> _INFORMATION GIVEN_:
----

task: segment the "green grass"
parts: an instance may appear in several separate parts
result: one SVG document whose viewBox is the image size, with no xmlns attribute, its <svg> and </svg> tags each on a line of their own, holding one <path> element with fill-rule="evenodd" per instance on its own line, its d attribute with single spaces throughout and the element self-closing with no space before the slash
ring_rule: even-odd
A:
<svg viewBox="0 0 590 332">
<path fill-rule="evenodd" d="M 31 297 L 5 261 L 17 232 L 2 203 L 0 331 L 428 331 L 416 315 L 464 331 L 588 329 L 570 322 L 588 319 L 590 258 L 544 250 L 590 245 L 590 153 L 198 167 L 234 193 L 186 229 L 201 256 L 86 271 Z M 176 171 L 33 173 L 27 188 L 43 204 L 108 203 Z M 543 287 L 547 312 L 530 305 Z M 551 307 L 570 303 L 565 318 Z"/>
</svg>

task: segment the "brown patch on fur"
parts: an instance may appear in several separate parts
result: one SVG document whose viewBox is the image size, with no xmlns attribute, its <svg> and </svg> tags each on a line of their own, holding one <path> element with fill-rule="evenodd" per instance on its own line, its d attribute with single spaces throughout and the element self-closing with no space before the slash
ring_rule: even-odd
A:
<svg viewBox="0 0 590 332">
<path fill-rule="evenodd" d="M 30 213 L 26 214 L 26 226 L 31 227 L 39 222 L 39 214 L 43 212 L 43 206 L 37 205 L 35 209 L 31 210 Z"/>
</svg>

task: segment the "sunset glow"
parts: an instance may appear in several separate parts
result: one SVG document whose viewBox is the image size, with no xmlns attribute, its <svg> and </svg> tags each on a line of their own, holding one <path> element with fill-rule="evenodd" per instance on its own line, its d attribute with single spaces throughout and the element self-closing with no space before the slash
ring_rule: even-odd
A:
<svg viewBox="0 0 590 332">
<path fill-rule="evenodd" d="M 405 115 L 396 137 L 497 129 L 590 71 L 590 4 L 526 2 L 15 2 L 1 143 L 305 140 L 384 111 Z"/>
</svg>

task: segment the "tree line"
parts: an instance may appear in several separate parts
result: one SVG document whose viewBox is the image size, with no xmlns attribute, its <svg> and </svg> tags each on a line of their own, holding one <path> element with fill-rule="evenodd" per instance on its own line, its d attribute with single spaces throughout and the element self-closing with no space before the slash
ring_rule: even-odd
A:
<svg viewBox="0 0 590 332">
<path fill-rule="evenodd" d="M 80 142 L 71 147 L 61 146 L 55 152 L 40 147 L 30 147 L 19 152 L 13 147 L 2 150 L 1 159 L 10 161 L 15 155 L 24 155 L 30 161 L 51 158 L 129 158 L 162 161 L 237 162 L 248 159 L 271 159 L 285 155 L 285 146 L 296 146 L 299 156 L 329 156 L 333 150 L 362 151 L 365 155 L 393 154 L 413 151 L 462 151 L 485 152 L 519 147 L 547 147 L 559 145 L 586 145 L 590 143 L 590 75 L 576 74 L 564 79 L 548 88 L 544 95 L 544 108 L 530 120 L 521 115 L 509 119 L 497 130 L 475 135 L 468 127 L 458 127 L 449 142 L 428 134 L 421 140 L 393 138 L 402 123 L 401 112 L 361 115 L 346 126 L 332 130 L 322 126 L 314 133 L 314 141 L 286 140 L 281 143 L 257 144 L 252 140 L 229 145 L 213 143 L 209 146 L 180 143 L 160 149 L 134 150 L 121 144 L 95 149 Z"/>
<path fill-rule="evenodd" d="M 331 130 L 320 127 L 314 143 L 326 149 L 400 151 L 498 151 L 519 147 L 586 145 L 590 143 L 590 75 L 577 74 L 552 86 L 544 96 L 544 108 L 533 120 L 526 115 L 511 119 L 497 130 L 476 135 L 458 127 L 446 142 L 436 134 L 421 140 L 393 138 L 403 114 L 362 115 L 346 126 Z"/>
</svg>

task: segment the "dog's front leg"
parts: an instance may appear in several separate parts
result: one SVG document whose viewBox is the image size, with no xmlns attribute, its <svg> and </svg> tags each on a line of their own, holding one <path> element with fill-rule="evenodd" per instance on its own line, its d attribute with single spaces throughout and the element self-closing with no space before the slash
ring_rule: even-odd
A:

----

> _EXERCISE OBJECTIVE_: Return each line from the rows above that contains the string "segment", copying it unchanged.

> _FINISHED TASK_:
task: segment the "green grass"
task: segment the "brown patch on fur"
task: segment the "sunset glow"
task: segment the "tree line"
task: segment the "dog's front leg"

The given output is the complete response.